■ PASSAGE TO READ ■
····················
Extended Data Fig. 3. Regional association plots of the HLA imputation analysis.

Regional association plots of the HLA imputation analysis results. Dots represent SNPs and HLA variants with colors according to the legend. Uncorrected P values from HLA imputation analysis are shown. Dotted lines represent the genome-wide significance threshold of P < 5.0 × 10⁻⁸. HLA genes with the most significant associations in each of the case-control phenotypes are indicated.

Extended Data Fig. 4. ABO blood type associations with COVID-19 in Japanese and cross-population Mendelian randomization analysis of the COVID-19 GWAS.

(a) Odds ratios of the ABO blood types in the Japanese population are indicated. Dots represent the odds ratios and bars represent the 95 % confidence intervals. P values are uncorrected. Detailed results are presented in Supplementary Table 5. (b) Forest plots of the Mendelian randomization (MR) analysis results of causal inference on the COVID-19 GWAS in Japanese (left panel) and Europeans (right panel). Since effect sizes (= beta) of MR are not scalable among phenotypes and populations, normalized beta is indicated. For each phenotype and population, the standard error for the COVID-19 GWAS with the largest sample size (i.e., “COVID-19 vs control” for Japanese and “Self-reported COVID-19 vs control (C2)” for Europeans) was set to be 0.1. Dots represent the effect size normalized beta estimates and bars represent the 95 % confidence intervals. P values are uncorrected. The abbreviations of the exposure phenotypes and the detailed MR results are given in Supplementary Table 6 and Supplementary Table 7. BMI; body mass index, T2D; type 2 diabetes, CPD; cigarettes per day, CAD; cardiovascular disease, SBP; systolic blood pressure, DBP; diastolic blood pressure, eGFR; estimated glomerular filtration rate, UA; serum uric acids, RA; rheumatoid arthritis, SLE; systemic lupus erythematosus.
····················
■ DATASET ■
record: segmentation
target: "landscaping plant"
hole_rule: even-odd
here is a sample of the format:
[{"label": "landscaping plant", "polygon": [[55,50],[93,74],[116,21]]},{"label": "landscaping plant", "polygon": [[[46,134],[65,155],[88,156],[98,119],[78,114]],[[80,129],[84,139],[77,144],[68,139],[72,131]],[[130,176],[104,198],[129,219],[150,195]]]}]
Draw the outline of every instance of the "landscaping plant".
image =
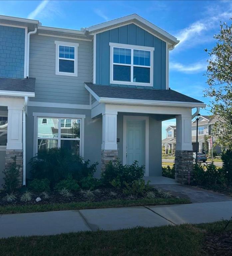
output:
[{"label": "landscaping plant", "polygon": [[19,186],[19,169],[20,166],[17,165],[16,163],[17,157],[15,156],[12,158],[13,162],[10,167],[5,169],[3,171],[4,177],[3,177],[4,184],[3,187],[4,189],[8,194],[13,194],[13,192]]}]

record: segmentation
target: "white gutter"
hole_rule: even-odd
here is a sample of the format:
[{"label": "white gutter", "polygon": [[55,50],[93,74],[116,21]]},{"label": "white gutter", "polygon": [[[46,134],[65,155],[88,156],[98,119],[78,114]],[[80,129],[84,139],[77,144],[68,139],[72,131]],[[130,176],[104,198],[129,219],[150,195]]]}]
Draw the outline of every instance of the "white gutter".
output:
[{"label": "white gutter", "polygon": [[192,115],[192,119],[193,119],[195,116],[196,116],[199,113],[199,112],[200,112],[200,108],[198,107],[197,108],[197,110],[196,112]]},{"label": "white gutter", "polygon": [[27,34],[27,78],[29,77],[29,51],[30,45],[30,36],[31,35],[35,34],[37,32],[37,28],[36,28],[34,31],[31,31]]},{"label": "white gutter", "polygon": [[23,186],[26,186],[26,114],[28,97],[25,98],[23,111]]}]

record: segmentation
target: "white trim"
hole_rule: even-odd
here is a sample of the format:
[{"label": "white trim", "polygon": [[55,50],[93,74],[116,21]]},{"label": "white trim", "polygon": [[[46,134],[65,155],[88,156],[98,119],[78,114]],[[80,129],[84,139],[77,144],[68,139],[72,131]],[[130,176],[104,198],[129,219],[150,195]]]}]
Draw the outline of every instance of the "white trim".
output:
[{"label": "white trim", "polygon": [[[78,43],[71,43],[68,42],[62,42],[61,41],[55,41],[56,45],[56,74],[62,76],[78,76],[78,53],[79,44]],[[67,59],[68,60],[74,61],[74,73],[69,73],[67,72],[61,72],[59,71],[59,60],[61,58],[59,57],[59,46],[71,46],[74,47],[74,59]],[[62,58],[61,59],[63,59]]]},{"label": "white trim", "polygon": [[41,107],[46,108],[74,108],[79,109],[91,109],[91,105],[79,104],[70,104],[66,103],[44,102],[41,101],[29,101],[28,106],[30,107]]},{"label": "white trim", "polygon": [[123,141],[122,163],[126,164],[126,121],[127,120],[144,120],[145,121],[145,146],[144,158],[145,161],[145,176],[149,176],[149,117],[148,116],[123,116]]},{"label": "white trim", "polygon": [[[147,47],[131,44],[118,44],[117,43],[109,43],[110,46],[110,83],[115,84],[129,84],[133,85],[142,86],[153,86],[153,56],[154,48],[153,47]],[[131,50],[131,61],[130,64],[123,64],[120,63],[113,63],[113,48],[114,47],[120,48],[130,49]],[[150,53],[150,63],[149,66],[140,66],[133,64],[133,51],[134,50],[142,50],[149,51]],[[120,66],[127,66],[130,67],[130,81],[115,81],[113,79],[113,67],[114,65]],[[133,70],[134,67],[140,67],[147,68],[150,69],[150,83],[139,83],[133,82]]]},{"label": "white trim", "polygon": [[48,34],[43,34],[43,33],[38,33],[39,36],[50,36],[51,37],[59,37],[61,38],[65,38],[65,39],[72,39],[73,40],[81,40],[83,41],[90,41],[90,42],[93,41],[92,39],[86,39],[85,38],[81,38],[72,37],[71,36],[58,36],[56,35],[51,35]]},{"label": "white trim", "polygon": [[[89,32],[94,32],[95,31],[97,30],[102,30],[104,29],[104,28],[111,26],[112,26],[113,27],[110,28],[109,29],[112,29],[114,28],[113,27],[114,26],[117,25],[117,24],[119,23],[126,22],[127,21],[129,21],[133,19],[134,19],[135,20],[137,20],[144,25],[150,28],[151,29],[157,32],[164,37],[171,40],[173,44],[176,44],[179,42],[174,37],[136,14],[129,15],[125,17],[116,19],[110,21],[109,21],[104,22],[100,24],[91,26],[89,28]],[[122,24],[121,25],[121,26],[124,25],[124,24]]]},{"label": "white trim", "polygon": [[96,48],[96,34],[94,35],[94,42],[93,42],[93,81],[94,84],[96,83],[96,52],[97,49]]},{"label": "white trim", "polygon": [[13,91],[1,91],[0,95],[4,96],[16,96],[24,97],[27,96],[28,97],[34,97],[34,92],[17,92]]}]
····················
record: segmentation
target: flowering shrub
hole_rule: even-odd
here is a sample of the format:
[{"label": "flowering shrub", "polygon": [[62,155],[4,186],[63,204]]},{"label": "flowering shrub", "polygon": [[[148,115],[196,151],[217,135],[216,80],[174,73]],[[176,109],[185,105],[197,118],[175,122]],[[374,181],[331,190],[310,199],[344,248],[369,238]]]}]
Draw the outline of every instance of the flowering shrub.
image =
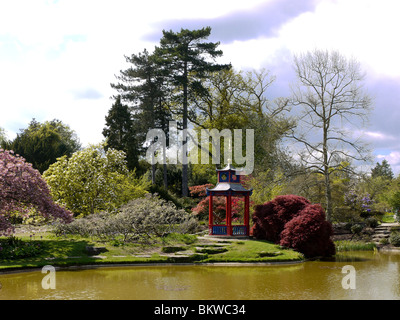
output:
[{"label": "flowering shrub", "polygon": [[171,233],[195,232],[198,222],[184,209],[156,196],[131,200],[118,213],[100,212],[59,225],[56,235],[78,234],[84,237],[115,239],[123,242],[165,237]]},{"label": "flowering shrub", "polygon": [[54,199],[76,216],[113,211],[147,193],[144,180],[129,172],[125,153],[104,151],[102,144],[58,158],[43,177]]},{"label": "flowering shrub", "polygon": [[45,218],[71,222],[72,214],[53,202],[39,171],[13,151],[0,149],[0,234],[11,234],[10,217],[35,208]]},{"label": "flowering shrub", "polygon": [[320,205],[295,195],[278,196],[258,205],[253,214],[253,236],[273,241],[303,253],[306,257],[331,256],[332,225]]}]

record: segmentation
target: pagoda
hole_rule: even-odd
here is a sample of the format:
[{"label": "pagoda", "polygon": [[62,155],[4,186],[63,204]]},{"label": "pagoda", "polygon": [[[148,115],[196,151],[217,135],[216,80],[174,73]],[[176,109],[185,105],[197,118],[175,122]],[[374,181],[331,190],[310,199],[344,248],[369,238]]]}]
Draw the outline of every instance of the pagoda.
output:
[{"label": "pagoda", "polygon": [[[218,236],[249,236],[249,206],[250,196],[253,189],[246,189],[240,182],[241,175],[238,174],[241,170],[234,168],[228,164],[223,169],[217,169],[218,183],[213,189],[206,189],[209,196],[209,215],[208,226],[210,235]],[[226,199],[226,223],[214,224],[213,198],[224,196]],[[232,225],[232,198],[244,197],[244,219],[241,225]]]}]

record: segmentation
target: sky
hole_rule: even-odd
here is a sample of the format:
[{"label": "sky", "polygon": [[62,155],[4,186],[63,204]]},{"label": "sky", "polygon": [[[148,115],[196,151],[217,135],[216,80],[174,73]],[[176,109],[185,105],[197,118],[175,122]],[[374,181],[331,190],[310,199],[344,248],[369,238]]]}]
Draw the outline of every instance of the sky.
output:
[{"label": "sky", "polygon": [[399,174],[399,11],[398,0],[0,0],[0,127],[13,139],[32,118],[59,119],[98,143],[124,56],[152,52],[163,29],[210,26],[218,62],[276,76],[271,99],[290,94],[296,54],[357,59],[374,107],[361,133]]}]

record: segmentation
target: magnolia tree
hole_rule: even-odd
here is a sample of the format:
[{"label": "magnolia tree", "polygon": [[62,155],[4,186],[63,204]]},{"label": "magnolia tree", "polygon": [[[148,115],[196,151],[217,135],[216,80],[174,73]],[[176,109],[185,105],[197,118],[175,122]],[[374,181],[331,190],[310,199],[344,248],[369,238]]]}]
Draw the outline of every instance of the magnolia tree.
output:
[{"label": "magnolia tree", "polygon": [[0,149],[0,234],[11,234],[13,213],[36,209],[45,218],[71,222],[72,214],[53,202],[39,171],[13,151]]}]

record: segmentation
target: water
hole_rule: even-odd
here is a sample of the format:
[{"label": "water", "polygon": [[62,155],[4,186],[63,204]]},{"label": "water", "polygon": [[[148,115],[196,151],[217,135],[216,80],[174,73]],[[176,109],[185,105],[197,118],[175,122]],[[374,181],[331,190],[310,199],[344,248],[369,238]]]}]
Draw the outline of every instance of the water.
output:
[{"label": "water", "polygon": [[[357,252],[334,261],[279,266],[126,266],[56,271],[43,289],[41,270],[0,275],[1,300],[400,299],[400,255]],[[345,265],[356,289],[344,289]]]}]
····················
■ EXERCISE BRIEF ■
Continue the COVID-19 figure legends from where they stop.

■ SOLVED PROBLEM ■
Extended Data Fig. 5. Effect size comparisons of the COVID-19 risk loci between the discovery GWAS and the replication study.

Co-plots of the odds ratios and 95% confidence intervals between the discovery GWAS cohort and replication cohort. To focus on the differences in the cases collected in different pandemic waves (initial waves for GWAS and latter waves for the replication), same controls as GWAS were currently used for the cases in the replication. A regression coefficient was estimated based on logarithm of odds ratios. Dots represent the odds ratios and bars represent the 95 % confidence intervals.

Extended Data Fig. 6. Colocalization analysis of the GWAS and eQTL signals at the DOCK2 locus.

Regional colocalization plots of the GWAS signals (severe and younger COVID-19 cases vs controls) and the eQTL signals on DOCK2 expression in the COVID-19 patients at the DOCK2 locus. CLPP; colocalization posterior probability. The eQTL effects of the variants around DOCK2 region are given in Supplementary Table 10.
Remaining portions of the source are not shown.